*AIM OF THE TASK*. Set down the records that follow in full and without changes.

[Stored items from a collection]
---
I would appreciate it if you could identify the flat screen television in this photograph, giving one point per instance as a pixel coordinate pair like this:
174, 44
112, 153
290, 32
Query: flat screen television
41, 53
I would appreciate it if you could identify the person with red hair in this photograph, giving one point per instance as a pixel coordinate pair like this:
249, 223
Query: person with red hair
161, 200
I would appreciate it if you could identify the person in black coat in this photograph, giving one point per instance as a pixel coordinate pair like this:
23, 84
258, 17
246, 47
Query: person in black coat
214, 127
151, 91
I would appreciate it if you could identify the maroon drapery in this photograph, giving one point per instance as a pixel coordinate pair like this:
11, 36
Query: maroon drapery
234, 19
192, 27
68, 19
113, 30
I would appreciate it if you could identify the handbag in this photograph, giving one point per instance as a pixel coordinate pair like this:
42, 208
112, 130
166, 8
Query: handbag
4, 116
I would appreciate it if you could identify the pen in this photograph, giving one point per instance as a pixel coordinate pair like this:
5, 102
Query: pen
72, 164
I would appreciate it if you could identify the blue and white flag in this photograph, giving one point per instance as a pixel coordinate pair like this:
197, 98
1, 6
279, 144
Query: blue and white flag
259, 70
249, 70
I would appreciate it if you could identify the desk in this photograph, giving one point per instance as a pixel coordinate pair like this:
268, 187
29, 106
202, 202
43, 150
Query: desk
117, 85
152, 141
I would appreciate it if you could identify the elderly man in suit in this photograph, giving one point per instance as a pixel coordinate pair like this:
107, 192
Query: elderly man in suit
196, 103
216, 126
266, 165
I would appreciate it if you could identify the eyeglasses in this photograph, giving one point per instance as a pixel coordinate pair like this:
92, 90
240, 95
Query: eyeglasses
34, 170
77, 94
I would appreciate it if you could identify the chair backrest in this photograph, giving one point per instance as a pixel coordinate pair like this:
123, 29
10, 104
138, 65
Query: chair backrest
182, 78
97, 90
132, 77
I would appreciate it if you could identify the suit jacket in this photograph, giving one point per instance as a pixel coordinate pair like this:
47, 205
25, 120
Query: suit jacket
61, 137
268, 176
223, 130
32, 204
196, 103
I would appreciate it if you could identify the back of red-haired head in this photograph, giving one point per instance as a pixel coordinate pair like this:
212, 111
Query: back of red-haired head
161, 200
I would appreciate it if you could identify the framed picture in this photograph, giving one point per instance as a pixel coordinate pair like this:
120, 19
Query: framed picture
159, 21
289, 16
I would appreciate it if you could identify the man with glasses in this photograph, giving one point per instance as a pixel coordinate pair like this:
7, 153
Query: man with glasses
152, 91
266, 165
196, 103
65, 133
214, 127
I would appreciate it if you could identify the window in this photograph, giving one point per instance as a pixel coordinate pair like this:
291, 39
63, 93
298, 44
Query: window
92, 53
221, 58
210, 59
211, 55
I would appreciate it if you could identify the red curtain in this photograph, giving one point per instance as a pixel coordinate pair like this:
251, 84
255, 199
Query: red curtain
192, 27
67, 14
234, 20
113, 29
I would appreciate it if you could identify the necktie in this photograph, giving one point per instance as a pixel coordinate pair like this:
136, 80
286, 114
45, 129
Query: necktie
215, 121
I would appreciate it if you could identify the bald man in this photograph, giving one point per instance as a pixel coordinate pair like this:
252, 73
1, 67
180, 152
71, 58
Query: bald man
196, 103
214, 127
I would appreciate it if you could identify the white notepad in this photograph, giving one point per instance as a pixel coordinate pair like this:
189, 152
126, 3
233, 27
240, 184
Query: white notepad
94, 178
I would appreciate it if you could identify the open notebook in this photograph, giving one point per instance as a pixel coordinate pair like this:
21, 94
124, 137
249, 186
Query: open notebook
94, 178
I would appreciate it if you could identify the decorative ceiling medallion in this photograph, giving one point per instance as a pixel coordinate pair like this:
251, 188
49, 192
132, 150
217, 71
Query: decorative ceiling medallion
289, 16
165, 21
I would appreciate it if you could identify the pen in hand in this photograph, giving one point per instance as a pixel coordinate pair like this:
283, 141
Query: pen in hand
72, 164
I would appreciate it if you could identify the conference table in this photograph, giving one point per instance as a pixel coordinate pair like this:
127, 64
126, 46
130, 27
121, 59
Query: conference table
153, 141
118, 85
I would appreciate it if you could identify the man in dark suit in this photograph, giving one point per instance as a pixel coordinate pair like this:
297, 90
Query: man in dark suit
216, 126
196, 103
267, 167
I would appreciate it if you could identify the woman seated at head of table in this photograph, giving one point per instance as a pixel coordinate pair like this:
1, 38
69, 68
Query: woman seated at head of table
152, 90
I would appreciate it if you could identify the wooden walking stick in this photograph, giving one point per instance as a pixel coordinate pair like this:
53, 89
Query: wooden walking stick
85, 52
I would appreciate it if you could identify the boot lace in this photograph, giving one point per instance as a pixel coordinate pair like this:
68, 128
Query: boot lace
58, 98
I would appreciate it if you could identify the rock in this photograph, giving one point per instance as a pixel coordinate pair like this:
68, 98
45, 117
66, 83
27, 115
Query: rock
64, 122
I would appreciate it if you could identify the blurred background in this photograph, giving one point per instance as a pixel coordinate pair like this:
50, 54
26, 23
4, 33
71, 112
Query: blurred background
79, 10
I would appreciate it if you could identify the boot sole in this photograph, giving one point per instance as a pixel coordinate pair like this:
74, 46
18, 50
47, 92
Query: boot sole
---
*SOLUTION FOR THIS EXERCISE*.
I would appreciate it if you could identify the flat screen television in this photograph, giving one point per instance as a pixel coordinate pair like this:
174, 44
112, 153
290, 32
Query: flat screen television
41, 53
I would appreciate it if you could identify the person with red hair in this photograph, giving one point per instance as a pixel coordinate pair like this:
249, 223
Query: person with red hair
161, 200
I would appreciate it if you could identify the person in black coat in this photograph, giving one point per instance as a pixel coordinate pair like this:
23, 84
258, 17
246, 47
Query: person in black coat
214, 127
151, 91
I would appreciate it if you could identify the maroon drapery in this photograph, giving one point per instance as a pixel coordinate pair like this:
11, 36
Query: maroon drapery
234, 19
192, 27
68, 19
113, 30
I would appreciate it if you could identify the handbag in this photograph, giving one point per instance as a pixel coordinate pair like this:
42, 208
112, 130
166, 8
Query: handbag
4, 116
I would appreciate it if you could identify the pen in this photograph, giving one point per instance as a pixel coordinate pair like this:
5, 102
Query: pen
72, 164
I would appreciate it if you could identify the blue and white flag in this photograph, giving one point per instance as a pixel coordinate pair like this:
197, 98
1, 6
279, 144
Query: blue and white flag
259, 70
249, 70
I would appreciate it if you could identify the desk in this photograph, giving one point per instance as a pixel coordinate pair like this:
268, 187
29, 106
202, 202
43, 150
Query: desk
117, 85
152, 141
I would appreciate it if you could identify the elderly man in suit in this photograph, giving one point per instance as a pixel coordinate pair like this:
107, 192
Query: elderly man in suit
196, 103
216, 126
266, 165
I would appreciate it if you could identify the eyeglasses in this photograph, giving one point per instance as a pixel coordinate pair like this:
92, 90
240, 95
Query: eyeglasses
34, 170
77, 94
I would appreciate it if you could identify the chair backrest in this photograph, giving one point per instance as a pixel coordinate pair like this:
123, 29
10, 104
138, 65
Query: chair backrest
182, 78
97, 90
132, 77
I would appreciate it if you could identify the suit jacket in this photograph, giving one point per instance as a pixel coordinate pair like this:
47, 205
25, 120
Query: suit jacket
61, 137
268, 176
223, 130
32, 204
196, 103
I would appreciate it if you could identify the back of red-haired head in this photograph, giving one point per instance as a pixel coordinate pair like this:
212, 111
Query: back of red-haired head
161, 200
I would appreciate it if you could identify the framed picture in this photograph, giving one point per instance as a pixel coordinate pair like this:
120, 19
Query: framed picture
159, 21
289, 16
I would appreciate it if you could identify the man with glasses in this photograph, giving one point per instance as a pixel coordinate pair like this:
7, 153
Query: man with glasses
152, 91
266, 165
196, 103
65, 133
214, 127
I would appreciate it if you could identify the window in this photograph, giving one point per instance as a pixel coordinate pair like this:
291, 39
63, 93
298, 44
Query: window
92, 53
221, 58
210, 59
211, 55
I would appreciate it if you could identify the red curtain in this photograph, giving one point per instance as a pixel coordinate pair like this:
251, 84
255, 199
Query: red curtain
192, 27
67, 14
234, 20
113, 29
I would appreciate it if you could identify the necktie in this photograph, giving one point per instance as a pixel coordinate pair like this:
136, 80
286, 114
45, 129
Query: necktie
215, 121
I would appreciate it if you could identify the bald man in this photograph, giving one point per instance as a pixel coordinate pair like this:
252, 73
1, 67
180, 152
71, 58
Query: bald man
196, 103
214, 127
I would appreciate it if you could identify the white notepad in this photograph, giving one point per instance as a pixel coordinate pair like this:
189, 152
126, 3
233, 27
240, 184
Query: white notepad
94, 178
I would appreciate it if you could identify the open notebook in this photograph, giving one point per instance as a pixel coordinate pair like this:
21, 94
124, 137
249, 186
Query: open notebook
94, 178
I would appreciate it if you could identify the decorative ceiling medallion in this photograph, giving one point per instance as a pixel coordinate pair like this:
251, 188
49, 192
132, 150
217, 71
Query: decorative ceiling medallion
289, 16
165, 21
I would appreciate it if you could identify the pen in hand in this photograph, giving one point per instance as a pixel coordinate pair like this:
283, 141
Query: pen in hand
72, 164
I would appreciate it if you could identify the conference table in this photograph, giving one point per instance as a pixel coordinate pair like this:
127, 64
126, 46
130, 27
121, 59
Query: conference table
153, 141
118, 85
I would appreciate it if you could identify the man in dark suit in this photograph, giving one point per instance as a pixel coordinate pair like this:
297, 90
Query: man in dark suit
216, 126
196, 103
267, 167
I would appreciate it if you could identify the woman seated at head of table in this photograph, giving one point per instance as a pixel coordinate pair like this:
1, 38
69, 68
Query: woman seated at head of table
152, 90
I would appreciate it if you could identify the wooden walking stick in this photograph, giving one point per instance as a pixel coordinate pair like this:
53, 89
Query: wooden walking stick
85, 52
I would appreciate it if you could identify the boot lace in this photograph, giving one point per instance as a pixel coordinate pair like this:
68, 128
Query: boot lace
58, 98
I would appreciate it if you could identify the rock in this photograph, giving one point per instance as a pixel coordinate pair like this:
68, 98
45, 117
66, 83
27, 115
Query: rock
64, 122
I would appreciate it if you could identify the blurred background in this photograph, giving one point per instance as a pixel coordinate pair like this:
50, 54
26, 23
4, 33
71, 112
Query: blurred background
79, 10
I would appreciate it if you could identify the boot sole in this photograph, giving one point per instance as a pixel coordinate pair like this:
74, 46
18, 50
47, 92
Query: boot sole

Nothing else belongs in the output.